◆ DO THIS:
Reproduce every item below word for word, keeping each line unchanged and in the same order.

<<<<

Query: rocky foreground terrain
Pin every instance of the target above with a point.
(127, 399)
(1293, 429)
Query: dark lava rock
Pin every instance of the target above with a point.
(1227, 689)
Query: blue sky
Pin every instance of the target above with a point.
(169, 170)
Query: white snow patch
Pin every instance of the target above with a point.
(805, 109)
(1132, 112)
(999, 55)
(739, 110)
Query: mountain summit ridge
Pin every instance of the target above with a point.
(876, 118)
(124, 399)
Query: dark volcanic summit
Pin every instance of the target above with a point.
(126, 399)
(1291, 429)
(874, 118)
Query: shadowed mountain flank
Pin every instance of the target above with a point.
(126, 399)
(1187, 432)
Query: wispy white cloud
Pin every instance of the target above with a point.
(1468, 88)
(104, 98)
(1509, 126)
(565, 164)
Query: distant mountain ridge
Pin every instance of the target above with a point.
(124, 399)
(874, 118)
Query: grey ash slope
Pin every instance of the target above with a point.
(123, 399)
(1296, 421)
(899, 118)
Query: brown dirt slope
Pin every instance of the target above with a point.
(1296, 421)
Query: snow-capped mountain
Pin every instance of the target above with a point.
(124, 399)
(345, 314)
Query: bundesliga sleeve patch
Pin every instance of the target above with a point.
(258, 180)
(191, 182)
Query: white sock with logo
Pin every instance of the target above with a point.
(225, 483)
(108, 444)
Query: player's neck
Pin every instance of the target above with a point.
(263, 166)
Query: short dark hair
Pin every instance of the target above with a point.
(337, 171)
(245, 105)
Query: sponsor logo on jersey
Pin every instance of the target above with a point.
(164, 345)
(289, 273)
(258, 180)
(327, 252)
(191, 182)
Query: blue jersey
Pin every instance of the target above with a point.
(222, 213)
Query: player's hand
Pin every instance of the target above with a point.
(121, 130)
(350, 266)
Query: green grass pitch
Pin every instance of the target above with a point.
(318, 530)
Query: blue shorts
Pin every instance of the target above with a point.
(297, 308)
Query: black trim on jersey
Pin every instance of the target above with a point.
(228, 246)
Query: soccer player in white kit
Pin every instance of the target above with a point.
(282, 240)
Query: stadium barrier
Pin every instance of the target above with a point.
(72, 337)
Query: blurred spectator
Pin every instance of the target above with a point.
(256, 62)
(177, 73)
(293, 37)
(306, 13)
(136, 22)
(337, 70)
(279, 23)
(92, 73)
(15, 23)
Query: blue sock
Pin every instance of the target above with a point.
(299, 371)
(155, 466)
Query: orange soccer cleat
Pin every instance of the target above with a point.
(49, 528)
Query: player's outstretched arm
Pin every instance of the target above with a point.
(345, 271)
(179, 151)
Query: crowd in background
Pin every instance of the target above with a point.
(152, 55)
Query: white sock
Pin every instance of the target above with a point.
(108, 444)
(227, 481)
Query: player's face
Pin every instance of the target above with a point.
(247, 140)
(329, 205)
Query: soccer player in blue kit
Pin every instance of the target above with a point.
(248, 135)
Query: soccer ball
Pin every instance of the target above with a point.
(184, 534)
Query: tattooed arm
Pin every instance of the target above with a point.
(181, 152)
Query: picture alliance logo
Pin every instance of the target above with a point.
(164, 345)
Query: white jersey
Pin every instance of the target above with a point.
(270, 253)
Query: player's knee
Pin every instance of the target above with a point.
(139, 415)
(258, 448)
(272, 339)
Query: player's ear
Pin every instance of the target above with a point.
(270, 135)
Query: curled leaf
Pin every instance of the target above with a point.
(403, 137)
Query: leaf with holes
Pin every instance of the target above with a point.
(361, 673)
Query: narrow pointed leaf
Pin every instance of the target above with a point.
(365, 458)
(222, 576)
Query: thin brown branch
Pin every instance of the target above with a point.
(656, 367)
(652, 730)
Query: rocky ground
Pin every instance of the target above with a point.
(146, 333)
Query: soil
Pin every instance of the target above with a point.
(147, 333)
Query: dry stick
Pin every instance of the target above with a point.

>>>>

◆ COMPLETE ANSWER:
Query: rocky foreground terrain
Pin every instance of the target above with a point.
(127, 399)
(1293, 429)
Query: dark lava rock
Pin every instance of the target above with a point.
(1227, 689)
Query: blue sky
Pin every instance of the target above with a point.
(169, 170)
Query: white snow patch
Pin every instance of the target above with a point.
(805, 109)
(1132, 112)
(999, 55)
(739, 110)
Query: mountain summit ridge
Pin every instance of the target above with a point.
(876, 118)
(124, 399)
Query: dark volcanic summit
Pin every instance of the target above with a point.
(126, 399)
(1291, 429)
(874, 118)
Query: shadowed mountain flank
Pin every instance of the target above with a point.
(126, 399)
(1187, 432)
Query: wispy white cloud
Pin every instance of the target above with a point.
(1468, 88)
(104, 98)
(1509, 126)
(565, 164)
Query: distant mountain ridge
Pin every instance of the target above with a point.
(124, 399)
(874, 118)
Query: grey ash slope
Pin every instance of the target above with a point.
(123, 399)
(1296, 421)
(899, 118)
Query: brown dirt slope
Pin every instance of the target above with a point.
(1296, 421)
Query: snow-capped mountain
Pin every instance of the target above with a point.
(124, 399)
(345, 314)
Query: bundesliga sleeve patch
Pin every instance of the target above with a point.
(258, 180)
(191, 182)
Query: white sock with logo
Pin every instance of the target above with a point.
(225, 483)
(108, 444)
Query: player's neck
Pin every instance of the target above with a point.
(263, 166)
Query: short dark hair
Pin every instance of the target above with a point.
(337, 171)
(245, 105)
Query: sponsor logo on jersey
Pin every instance of the target above with a point.
(164, 345)
(289, 273)
(258, 180)
(327, 252)
(191, 182)
Query: blue jersey
Pin every instance of the target above with a point.
(222, 213)
Query: player's hand
Pin every instance of the target above with a point.
(121, 130)
(350, 266)
Query: green grass pitch
Pin every instance of the target above with a point.
(318, 530)
Query: blue shorts
Pin every instance of the target above with a point.
(297, 308)
Query: black trim on jersey
Pin every instance of the target above with a point.
(228, 246)
Query: soccer player in white kit
Pin every instance of the target above with a point.
(282, 240)
Query: stadium barrier
Pin every instance of the target above with a point.
(72, 337)
Query: blurred spectator
Pin every instance of the target above with a point.
(256, 62)
(177, 73)
(293, 37)
(306, 13)
(136, 22)
(337, 70)
(279, 23)
(92, 73)
(15, 23)
Query: blue sock
Pin every instance of the target above with a point.
(299, 371)
(155, 466)
Query: orange soccer cleat
Pin every instance of the target above with a point.
(49, 528)
Query: player's outstretched arm
Pin every instance of the target above with a point.
(345, 271)
(179, 151)
Query: crowd in background
Pin every instance of the target above with a point.
(152, 55)
Query: white sock
Pin every instance of the target above with a point.
(108, 444)
(227, 481)
Query: player's face
Pin every instance of the target above with a point.
(247, 140)
(329, 205)
Query: soccer player in blue kit
Pin every instance of the target above with a point.
(248, 135)
Query: soccer ball
Pin every instance of the target above with a point.
(184, 534)
Query: tattooed arm
Pin every instance of the target above with a point.
(181, 152)
Query: picture alliance logo
Pin every instance of the target above with a point.
(164, 345)
Query: white jersey
Pin every instance of the target above with a point.
(270, 253)
Query: player's knee
Pin every instance of the target above with a point.
(139, 415)
(258, 448)
(272, 339)
Query: player's ear
Pin every instance of the target above with a point.
(270, 135)
Query: curled leaf
Pin every instance of the target above with a point.
(403, 137)
Query: leaf with holes
Pin every instance of the target above with a point.
(361, 673)
Query: narrow pointed leaf
Pin every instance of the target above with a point.
(365, 458)
(222, 576)
Query: thin brown branch
Pin every instance of the target above with a point.
(656, 367)
(652, 730)
Query: rocky ground
Pin every instance of the target above with a point.
(146, 333)
Query: soil
Pin every instance of the target above with a point.
(147, 333)
Query: dry stick
Pin every instance of the target above with a point.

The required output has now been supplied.